What’s the difference between Group 1, Group 2 and Group 3 races?

In Great Britain, Ireland and elsewhere in Europe, Flat racing features many different levels, or classes, of competition. Group 1, Group 2 and Group 3 races, collectively known as Group races – or Pattern races, since their status is reviewed annually by the European Pattern Committee, which was formed in 1971 – represent the highest levels of competition.

At the very highest level, Group 1 race represent a pure test of class and, as such, are run without penalties or allowances other than a sex allowance, which fillies and mares receive when racing against colts and geldings. In Britain, Group 1 races include the so-called ‘Classics’, namely the 1,000 Guineas, 2,000 Guineas, Oaks, Derby and St. Leger, which, of course, are contested exclusively by three-year-olds. Nevertheless, the British Flat racing calendar also includes numerous other races of major international importance, catering for different age groups, over different distances, throughout the racing year.

Immediately below the championship standard of Group 1, but still significant internationally, Group 2 races in the calendar include the Dante Stakes,Great Voltigeur Stakes and Lonsdale Cup, all at York, the Lancashire Oaks at Hayock and no fewer than seven races at Royal Ascot. Another step down from the top tier, Group 3 races are mainly of domestic importance and, in Britain, include the likes of the Craven Stakes at Newmarket, Chester Vase and Cumberland Lodge Stakes at Ascot, to name but three. Group 2 and Group 3 races differ from Group 1 races insofar that weight penalties may be given to certain horses based on success in previous Pattern contests within a certain timeframe.

What is ante-post betting?

### INSTRUCTIONS TO FOLLOW
Write out the passage on Group races word for word, between "Immediately below the" and "a certain timeframe.", inclusive.

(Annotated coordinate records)

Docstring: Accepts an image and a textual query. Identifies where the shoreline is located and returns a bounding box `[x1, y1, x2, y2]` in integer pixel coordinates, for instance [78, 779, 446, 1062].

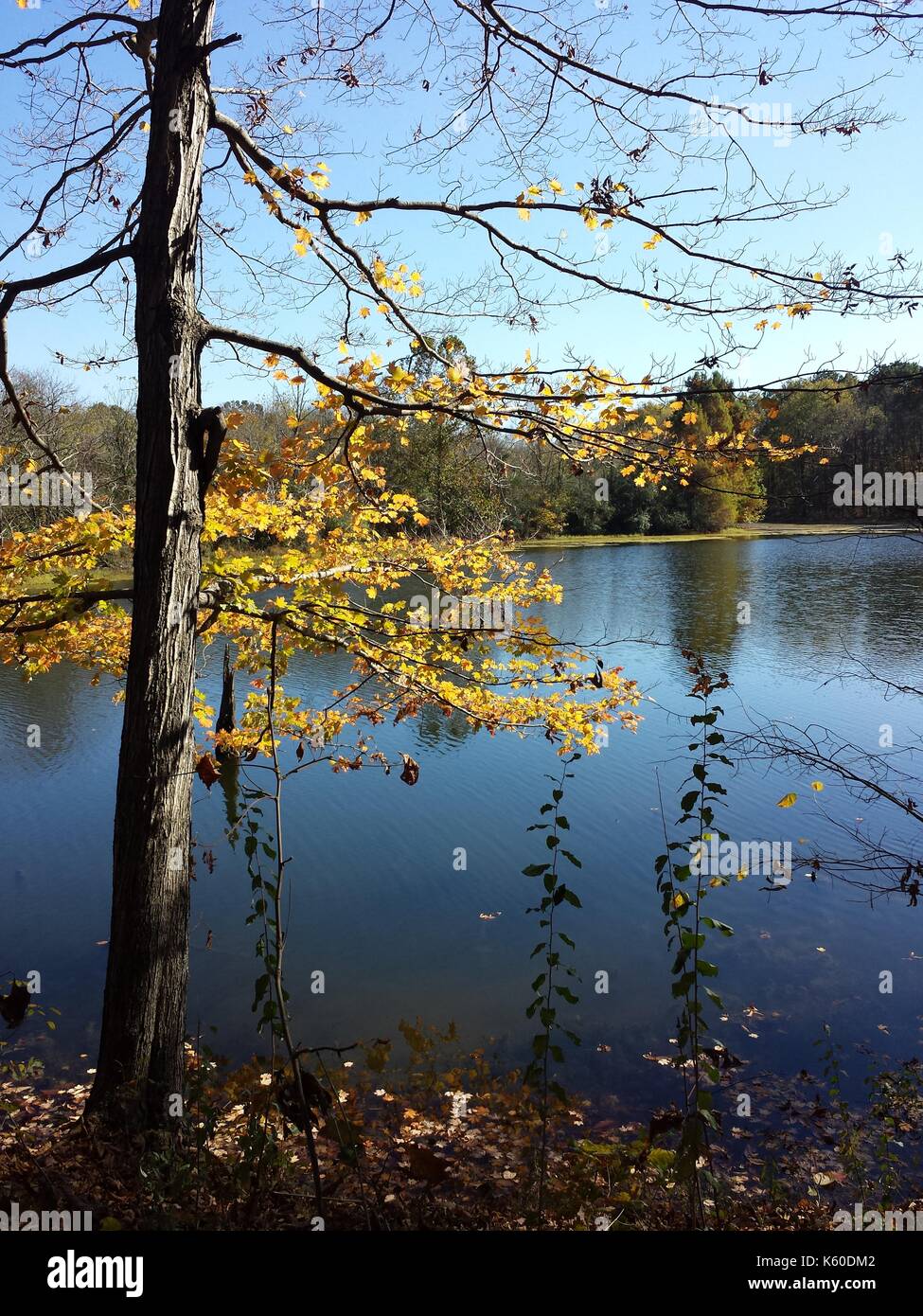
[513, 521, 915, 553]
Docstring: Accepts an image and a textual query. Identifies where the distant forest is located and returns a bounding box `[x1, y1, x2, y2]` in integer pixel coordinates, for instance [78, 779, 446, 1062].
[0, 358, 923, 539]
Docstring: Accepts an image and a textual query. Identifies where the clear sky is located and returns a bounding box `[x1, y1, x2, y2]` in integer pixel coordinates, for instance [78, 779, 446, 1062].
[0, 0, 923, 404]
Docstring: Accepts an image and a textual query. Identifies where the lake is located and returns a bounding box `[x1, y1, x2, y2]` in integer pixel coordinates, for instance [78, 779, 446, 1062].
[0, 536, 923, 1112]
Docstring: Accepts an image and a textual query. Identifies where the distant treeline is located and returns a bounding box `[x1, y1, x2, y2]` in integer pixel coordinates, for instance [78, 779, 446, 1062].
[7, 360, 923, 539]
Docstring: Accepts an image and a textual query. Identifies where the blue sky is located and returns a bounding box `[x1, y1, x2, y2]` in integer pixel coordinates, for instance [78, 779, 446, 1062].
[0, 0, 923, 402]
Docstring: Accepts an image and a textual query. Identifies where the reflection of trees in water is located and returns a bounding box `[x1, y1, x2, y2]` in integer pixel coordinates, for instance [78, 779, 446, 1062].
[417, 708, 474, 749]
[0, 664, 98, 773]
[665, 542, 754, 665]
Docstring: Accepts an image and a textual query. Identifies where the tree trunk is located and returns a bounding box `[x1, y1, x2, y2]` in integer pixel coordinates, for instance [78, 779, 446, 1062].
[91, 0, 215, 1124]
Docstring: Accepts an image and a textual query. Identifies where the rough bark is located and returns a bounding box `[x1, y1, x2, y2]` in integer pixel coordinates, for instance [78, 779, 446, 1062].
[91, 0, 215, 1124]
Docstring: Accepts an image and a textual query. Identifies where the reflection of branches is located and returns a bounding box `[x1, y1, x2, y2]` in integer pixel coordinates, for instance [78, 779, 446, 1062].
[731, 721, 923, 905]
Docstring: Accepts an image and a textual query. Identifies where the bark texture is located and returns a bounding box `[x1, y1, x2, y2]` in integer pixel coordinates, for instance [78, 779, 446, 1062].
[91, 0, 215, 1124]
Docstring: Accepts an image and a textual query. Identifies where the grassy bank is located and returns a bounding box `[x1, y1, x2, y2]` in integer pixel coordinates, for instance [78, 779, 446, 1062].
[516, 521, 916, 549]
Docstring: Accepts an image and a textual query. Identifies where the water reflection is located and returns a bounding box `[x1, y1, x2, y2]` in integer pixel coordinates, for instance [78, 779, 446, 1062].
[0, 528, 923, 1106]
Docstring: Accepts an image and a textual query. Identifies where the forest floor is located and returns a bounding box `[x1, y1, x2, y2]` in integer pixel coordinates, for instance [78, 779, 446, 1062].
[0, 1029, 923, 1232]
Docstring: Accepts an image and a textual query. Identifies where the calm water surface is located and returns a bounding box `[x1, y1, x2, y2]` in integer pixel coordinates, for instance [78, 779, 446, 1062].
[0, 537, 923, 1110]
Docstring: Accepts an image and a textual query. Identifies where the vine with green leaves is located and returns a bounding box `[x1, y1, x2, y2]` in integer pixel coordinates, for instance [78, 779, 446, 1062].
[523, 754, 582, 1220]
[654, 649, 734, 1228]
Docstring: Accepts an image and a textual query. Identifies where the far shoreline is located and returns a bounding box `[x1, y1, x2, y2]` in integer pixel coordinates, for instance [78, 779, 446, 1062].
[513, 521, 923, 553]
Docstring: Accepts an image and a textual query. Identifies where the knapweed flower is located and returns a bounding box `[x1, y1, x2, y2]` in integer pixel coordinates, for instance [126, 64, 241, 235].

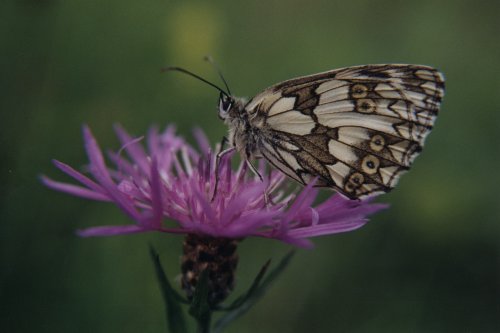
[42, 126, 386, 303]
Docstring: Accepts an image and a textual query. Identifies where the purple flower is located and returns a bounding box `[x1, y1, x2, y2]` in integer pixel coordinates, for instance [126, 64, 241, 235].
[42, 126, 387, 247]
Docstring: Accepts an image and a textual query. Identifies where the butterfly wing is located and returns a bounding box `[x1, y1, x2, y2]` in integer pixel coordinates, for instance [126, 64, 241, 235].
[245, 65, 444, 199]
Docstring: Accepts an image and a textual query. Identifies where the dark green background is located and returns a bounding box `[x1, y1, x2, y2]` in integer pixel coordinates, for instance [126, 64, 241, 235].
[0, 0, 500, 333]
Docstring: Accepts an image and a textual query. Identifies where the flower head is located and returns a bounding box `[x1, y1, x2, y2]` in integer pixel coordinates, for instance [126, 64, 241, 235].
[42, 126, 386, 246]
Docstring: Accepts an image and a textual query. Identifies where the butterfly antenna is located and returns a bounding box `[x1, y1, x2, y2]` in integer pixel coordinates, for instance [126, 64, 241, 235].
[203, 56, 231, 95]
[161, 67, 231, 97]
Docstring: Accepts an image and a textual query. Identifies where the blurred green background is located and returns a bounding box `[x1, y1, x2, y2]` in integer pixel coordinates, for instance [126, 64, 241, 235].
[0, 0, 500, 333]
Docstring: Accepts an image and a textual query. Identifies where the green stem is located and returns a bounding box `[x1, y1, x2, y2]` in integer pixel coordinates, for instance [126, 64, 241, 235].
[196, 311, 212, 333]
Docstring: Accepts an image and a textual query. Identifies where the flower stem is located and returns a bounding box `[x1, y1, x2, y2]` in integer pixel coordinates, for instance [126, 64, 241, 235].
[196, 311, 212, 333]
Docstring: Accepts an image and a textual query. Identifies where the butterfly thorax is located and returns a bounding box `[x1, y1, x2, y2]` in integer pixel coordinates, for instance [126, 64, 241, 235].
[219, 97, 260, 159]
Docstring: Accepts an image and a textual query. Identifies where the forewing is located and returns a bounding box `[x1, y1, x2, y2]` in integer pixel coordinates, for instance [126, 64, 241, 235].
[245, 65, 444, 199]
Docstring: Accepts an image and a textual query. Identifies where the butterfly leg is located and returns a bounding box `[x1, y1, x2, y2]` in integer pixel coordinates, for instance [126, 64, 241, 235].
[212, 136, 234, 202]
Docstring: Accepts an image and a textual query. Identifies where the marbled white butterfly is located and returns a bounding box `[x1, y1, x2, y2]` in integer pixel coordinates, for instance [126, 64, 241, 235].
[171, 64, 444, 199]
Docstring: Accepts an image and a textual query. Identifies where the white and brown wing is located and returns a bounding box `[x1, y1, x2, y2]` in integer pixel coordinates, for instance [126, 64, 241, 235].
[245, 65, 444, 199]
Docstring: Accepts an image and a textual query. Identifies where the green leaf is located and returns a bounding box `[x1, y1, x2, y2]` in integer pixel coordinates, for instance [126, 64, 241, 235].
[217, 259, 271, 311]
[214, 250, 295, 333]
[189, 270, 212, 333]
[150, 246, 188, 333]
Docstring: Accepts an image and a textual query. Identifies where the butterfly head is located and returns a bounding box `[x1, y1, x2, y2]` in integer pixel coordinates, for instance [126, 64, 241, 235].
[219, 92, 234, 120]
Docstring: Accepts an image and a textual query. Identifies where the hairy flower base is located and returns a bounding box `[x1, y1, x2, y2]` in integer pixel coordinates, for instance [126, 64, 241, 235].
[181, 234, 238, 306]
[42, 126, 387, 247]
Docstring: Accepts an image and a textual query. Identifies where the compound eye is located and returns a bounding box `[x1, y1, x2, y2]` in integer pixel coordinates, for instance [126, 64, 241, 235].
[219, 93, 233, 112]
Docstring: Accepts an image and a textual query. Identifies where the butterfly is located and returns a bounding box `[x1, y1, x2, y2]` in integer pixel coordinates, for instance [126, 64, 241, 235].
[168, 64, 444, 199]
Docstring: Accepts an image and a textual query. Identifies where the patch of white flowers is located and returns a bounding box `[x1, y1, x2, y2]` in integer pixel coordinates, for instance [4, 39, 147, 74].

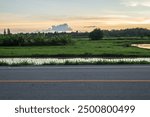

### SOLUTION FOR THIS PROBLEM
Immediately below the championship standard of Group 1, but still significant internationally, Group 2 races in the calendar include the Dante Stakes,Great Voltigeur Stakes and Lonsdale Cup, all at York, the Lancashire Oaks at Hayock and no fewer than seven races at Royal Ascot. Another step down from the top tier, Group 3 races are mainly of domestic importance and, in Britain, include the likes of the Craven Stakes at Newmarket, Chester Vase and Cumberland Lodge Stakes at Ascot, to name but three. Group 2 and Group 3 races differ from Group 1 races insofar that weight penalties may be given to certain horses based on success in previous Pattern contests within a certain timeframe.